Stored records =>
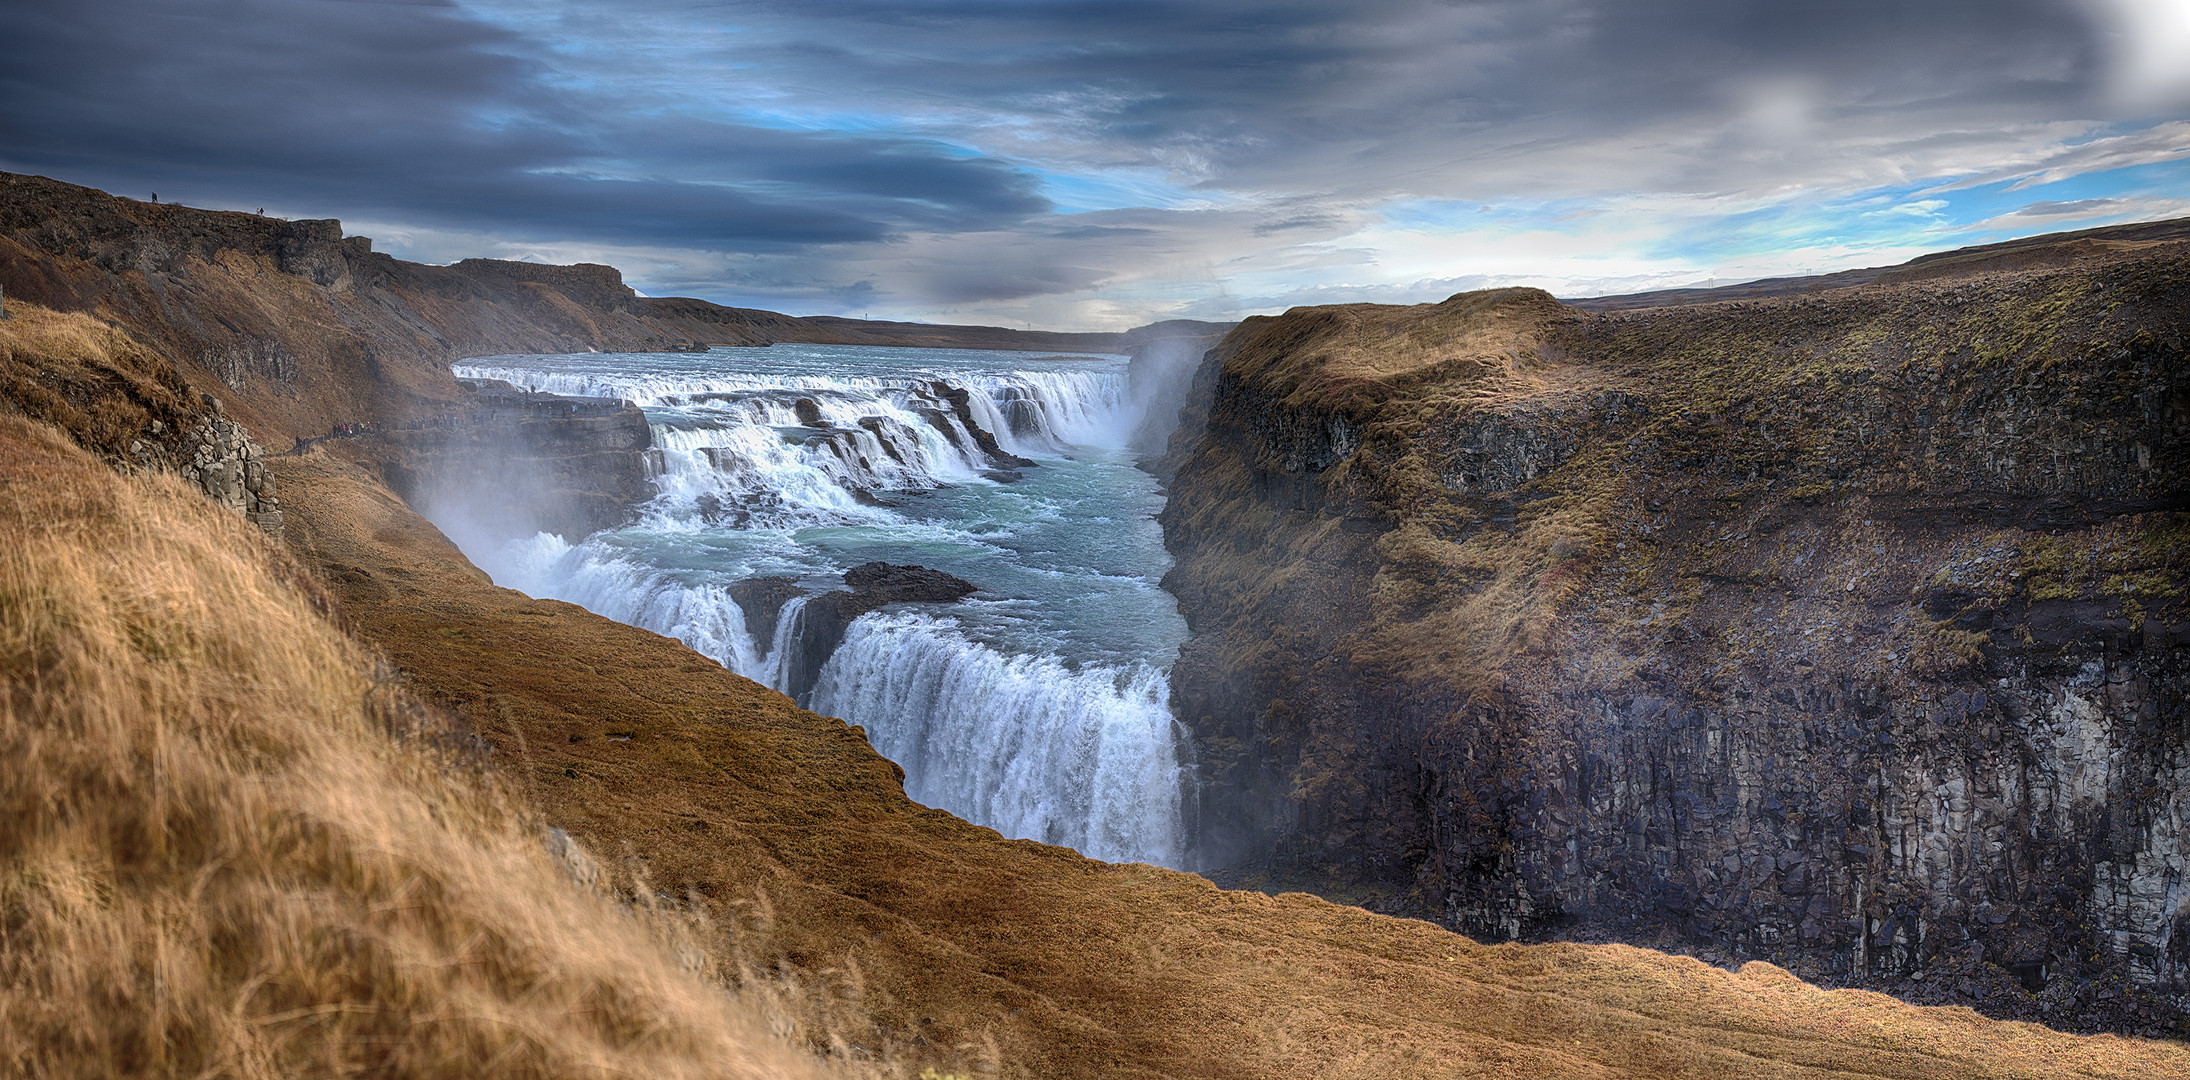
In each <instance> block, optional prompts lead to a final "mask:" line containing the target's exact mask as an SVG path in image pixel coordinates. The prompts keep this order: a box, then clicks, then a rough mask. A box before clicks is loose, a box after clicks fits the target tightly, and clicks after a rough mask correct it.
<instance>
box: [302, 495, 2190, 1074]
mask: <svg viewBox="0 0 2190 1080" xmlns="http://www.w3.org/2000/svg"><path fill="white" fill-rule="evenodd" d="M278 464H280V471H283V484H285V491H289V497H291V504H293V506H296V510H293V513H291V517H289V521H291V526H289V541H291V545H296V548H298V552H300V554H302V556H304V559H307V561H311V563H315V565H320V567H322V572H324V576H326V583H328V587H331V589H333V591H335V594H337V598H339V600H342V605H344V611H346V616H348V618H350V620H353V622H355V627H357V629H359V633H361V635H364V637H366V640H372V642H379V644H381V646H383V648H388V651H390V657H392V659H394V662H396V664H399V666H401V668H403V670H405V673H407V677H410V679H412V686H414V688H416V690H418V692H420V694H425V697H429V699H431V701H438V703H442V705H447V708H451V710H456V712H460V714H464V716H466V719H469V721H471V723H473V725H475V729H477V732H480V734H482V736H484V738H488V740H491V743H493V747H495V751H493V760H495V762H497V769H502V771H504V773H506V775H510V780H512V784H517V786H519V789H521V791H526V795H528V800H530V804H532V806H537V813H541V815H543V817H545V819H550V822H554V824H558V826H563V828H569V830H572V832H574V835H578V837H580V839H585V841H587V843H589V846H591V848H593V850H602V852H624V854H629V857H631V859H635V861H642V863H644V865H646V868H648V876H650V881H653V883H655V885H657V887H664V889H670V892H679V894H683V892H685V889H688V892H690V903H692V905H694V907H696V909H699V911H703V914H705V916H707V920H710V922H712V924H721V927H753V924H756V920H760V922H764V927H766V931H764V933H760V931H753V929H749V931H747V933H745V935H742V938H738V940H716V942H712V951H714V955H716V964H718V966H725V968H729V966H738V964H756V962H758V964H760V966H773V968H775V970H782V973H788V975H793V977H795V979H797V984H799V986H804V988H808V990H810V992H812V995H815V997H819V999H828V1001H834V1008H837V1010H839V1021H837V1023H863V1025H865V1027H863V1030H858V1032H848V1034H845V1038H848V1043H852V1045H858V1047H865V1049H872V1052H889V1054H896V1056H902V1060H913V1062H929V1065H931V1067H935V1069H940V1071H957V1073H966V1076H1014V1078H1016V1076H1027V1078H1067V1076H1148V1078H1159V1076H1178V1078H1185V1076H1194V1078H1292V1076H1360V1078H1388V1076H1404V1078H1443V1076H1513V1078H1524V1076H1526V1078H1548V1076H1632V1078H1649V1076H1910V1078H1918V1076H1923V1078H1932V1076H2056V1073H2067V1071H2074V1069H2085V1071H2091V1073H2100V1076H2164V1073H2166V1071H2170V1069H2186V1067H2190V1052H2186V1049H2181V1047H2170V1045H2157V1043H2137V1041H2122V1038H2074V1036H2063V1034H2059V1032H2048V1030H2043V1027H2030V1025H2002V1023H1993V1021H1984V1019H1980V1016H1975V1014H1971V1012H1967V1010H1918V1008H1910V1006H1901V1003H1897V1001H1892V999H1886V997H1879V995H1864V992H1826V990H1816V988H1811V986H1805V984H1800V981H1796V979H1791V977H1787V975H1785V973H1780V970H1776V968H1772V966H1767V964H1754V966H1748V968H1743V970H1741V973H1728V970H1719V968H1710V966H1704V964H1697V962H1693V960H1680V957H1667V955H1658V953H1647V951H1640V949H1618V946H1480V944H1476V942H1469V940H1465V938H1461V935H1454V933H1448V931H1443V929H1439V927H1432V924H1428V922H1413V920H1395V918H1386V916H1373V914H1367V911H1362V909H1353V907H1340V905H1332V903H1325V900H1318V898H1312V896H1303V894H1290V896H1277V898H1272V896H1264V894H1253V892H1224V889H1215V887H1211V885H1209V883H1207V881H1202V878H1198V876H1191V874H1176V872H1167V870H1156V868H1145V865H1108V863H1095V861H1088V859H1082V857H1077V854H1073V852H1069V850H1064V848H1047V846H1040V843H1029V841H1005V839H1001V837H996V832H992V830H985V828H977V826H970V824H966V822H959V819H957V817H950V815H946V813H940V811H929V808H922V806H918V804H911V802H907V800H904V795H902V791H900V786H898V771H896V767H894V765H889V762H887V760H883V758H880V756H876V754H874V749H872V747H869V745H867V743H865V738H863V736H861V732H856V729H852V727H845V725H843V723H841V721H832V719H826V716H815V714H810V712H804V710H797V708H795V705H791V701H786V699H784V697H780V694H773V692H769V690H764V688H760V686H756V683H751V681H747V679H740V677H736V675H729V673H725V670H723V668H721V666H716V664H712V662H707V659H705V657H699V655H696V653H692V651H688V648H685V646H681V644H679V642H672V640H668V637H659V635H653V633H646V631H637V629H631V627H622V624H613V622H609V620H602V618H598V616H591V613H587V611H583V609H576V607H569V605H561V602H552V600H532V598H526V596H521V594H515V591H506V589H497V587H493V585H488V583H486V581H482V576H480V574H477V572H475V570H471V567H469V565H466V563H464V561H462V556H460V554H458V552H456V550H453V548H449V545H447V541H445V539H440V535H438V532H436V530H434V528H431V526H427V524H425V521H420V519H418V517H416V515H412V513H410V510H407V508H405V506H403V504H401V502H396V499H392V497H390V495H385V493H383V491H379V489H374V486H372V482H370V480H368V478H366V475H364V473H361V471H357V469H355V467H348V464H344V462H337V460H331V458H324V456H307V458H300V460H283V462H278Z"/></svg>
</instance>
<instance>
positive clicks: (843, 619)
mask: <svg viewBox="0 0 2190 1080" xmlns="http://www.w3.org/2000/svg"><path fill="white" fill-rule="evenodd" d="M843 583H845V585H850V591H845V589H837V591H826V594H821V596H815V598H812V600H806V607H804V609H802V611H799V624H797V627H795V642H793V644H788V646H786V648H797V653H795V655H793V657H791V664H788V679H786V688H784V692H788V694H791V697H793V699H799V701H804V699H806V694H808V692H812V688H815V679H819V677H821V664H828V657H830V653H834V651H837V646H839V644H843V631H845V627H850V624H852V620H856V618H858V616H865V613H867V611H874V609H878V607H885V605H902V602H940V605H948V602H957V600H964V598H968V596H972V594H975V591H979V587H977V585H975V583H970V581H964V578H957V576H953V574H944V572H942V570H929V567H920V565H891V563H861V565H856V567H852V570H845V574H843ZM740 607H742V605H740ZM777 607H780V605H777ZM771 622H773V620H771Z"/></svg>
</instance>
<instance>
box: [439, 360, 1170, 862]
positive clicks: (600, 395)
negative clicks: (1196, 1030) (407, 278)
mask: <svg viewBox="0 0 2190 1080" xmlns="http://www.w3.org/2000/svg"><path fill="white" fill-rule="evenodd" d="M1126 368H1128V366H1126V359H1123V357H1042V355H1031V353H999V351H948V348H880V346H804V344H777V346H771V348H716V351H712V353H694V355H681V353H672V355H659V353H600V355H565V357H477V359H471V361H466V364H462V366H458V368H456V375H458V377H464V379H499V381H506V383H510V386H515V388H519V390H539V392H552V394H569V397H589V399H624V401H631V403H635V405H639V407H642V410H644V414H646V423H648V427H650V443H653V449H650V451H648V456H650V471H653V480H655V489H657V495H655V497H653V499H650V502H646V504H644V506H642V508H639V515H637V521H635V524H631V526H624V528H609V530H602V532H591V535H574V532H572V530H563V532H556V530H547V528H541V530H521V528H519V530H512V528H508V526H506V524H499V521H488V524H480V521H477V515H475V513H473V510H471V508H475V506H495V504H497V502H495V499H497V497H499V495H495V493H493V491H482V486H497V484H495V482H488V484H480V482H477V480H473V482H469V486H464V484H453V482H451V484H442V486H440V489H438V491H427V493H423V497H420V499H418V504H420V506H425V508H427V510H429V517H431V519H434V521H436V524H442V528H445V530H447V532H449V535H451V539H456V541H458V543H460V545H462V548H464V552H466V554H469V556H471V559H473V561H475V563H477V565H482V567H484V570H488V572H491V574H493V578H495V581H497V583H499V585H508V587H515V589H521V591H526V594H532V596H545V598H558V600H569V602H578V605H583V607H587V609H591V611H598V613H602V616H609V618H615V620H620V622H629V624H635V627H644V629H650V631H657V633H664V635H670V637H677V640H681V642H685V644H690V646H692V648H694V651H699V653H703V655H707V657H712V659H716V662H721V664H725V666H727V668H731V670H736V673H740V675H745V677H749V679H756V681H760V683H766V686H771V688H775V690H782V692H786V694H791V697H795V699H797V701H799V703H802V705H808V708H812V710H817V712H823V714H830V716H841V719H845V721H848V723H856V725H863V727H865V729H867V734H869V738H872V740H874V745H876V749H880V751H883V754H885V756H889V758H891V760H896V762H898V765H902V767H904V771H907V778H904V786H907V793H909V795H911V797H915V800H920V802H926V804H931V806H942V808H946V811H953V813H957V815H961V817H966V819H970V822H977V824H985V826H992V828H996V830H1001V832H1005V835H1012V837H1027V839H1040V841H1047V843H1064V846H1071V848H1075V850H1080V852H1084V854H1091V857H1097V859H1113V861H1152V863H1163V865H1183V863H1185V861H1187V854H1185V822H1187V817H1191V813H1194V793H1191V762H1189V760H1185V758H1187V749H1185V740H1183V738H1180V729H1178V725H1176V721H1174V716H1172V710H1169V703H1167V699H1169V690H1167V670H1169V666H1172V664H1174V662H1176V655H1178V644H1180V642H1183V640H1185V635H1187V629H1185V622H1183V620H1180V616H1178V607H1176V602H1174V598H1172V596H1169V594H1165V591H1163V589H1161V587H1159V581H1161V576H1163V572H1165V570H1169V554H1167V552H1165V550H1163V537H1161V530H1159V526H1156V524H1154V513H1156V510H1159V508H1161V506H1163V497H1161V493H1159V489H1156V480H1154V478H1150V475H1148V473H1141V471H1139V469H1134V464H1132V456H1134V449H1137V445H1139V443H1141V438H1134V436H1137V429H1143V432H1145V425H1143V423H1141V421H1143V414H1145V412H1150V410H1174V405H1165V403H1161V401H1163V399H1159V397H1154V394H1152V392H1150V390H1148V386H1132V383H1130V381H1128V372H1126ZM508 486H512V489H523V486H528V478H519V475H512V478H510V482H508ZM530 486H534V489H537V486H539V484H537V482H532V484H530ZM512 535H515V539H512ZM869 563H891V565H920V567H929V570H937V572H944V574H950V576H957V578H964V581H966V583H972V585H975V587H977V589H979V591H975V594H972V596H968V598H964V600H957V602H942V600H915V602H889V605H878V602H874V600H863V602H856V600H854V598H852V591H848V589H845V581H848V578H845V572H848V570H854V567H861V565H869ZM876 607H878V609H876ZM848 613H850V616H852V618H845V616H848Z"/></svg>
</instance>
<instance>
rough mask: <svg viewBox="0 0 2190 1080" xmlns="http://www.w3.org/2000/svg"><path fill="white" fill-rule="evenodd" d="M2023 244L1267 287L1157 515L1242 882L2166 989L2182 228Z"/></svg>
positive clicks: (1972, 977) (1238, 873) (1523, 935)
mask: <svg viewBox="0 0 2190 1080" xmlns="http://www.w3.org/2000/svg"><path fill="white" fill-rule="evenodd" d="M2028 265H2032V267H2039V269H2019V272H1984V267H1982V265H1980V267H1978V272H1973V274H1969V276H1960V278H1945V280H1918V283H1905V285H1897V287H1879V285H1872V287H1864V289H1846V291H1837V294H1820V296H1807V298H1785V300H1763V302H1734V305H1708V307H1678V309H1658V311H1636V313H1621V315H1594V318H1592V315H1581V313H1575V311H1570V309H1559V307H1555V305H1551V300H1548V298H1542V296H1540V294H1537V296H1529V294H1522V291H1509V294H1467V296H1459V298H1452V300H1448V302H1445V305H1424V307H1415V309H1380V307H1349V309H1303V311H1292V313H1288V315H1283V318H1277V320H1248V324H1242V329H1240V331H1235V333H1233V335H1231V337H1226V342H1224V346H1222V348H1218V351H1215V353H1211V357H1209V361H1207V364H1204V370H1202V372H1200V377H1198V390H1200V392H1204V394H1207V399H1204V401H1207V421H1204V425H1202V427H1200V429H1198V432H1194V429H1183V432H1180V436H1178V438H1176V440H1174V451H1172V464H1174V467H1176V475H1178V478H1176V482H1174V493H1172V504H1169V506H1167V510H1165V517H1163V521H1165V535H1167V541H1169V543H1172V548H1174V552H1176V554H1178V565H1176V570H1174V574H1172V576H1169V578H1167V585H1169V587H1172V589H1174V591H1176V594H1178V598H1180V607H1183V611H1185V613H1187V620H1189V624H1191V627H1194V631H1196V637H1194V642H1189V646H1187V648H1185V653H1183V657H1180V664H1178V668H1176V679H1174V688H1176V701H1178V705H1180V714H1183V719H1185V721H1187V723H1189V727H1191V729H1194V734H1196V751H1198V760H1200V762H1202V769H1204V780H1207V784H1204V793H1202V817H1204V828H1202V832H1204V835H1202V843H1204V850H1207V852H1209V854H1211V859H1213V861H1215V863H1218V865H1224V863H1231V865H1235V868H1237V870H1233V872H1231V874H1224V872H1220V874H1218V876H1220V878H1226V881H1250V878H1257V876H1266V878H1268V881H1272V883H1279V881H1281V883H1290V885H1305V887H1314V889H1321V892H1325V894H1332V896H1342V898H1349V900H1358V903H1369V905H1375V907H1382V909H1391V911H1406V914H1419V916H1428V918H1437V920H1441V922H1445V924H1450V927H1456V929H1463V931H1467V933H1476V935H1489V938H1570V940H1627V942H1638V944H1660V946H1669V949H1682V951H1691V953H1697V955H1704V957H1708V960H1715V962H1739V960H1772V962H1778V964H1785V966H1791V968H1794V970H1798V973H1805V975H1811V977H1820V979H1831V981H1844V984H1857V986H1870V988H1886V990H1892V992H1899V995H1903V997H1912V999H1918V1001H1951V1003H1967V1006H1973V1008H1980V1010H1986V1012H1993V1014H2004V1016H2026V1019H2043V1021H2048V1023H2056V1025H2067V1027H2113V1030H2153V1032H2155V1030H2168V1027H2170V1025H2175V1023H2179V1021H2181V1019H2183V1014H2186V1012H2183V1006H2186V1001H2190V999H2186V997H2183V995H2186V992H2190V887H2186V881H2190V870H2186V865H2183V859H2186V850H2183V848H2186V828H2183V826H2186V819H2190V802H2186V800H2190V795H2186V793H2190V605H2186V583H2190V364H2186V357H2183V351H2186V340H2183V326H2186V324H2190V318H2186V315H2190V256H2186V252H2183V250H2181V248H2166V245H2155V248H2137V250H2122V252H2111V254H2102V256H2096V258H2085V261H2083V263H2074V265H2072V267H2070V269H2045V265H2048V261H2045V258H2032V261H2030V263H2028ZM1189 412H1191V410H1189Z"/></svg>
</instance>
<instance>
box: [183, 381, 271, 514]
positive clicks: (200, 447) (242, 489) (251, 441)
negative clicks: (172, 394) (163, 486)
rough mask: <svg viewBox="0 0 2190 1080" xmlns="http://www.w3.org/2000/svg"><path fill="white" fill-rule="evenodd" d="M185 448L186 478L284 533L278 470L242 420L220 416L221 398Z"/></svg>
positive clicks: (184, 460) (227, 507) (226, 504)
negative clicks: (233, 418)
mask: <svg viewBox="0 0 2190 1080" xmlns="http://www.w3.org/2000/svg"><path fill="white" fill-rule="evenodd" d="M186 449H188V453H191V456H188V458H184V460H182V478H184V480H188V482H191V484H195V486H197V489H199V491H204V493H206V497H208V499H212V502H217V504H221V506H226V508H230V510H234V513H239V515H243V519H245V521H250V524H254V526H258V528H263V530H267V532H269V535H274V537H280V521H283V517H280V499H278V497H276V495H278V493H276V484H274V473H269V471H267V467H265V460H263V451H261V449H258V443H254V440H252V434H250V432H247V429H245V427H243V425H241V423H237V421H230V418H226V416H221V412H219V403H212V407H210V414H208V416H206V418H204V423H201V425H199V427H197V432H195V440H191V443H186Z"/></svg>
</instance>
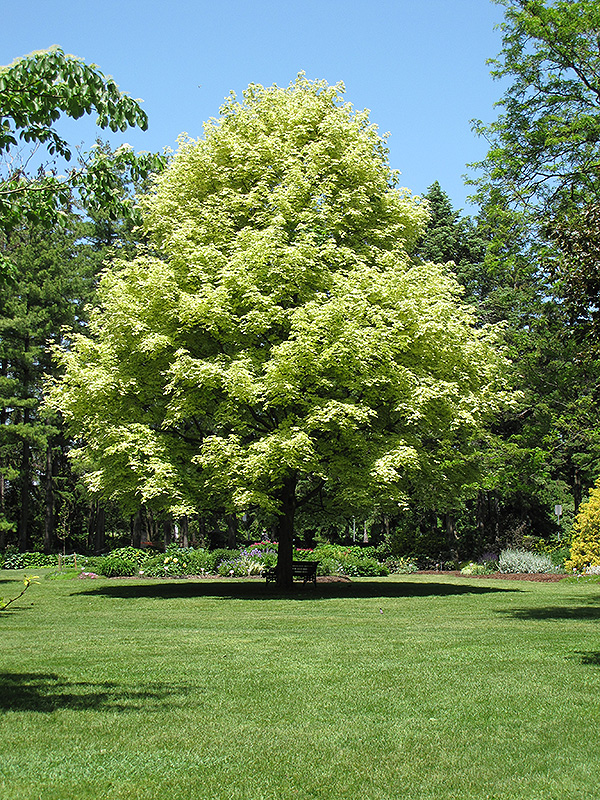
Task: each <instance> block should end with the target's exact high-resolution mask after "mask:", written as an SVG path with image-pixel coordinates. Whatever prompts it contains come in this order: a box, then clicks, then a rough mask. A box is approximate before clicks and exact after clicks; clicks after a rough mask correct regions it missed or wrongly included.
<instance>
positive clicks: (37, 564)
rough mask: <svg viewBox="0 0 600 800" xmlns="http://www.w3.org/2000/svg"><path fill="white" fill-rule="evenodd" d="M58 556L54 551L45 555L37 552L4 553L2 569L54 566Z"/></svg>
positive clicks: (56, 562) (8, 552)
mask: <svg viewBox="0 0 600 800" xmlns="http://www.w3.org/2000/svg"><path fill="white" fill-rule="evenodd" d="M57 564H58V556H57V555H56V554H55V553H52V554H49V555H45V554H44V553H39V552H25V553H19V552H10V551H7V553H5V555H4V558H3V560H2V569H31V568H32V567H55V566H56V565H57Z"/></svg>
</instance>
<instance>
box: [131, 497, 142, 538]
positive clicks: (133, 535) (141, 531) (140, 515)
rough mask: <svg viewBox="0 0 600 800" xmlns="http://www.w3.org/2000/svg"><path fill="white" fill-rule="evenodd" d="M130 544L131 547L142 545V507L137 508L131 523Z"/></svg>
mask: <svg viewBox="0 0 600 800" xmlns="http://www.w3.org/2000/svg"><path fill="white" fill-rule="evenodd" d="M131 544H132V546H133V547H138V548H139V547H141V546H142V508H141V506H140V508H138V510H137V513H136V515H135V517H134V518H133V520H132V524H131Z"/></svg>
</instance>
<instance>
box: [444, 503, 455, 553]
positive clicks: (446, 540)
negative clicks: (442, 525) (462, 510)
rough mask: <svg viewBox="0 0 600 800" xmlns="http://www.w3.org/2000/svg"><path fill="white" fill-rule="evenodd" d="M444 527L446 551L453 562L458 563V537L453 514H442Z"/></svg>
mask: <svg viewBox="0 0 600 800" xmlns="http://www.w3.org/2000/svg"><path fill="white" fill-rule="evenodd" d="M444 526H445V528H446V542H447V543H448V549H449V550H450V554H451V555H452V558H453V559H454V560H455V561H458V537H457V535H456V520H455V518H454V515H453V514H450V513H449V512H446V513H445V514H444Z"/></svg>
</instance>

Task to complete => Retype the stored records from the beginning through the line containing "box: [302, 495, 2190, 1074]", keeping every character the same. Leave out the pictures.

Result for this task =>
In each <instance> block, optional prompts lead to a final "mask:" line containing the target's exact mask as an SVG path in image pixel coordinates. The prompts keep this order: a box, then clicks, then a rough mask. A box before clicks is loose, a box after clicks fits the target tightly, and clicks after a rough mask correct it.
<instance>
box: [302, 495, 2190, 1074]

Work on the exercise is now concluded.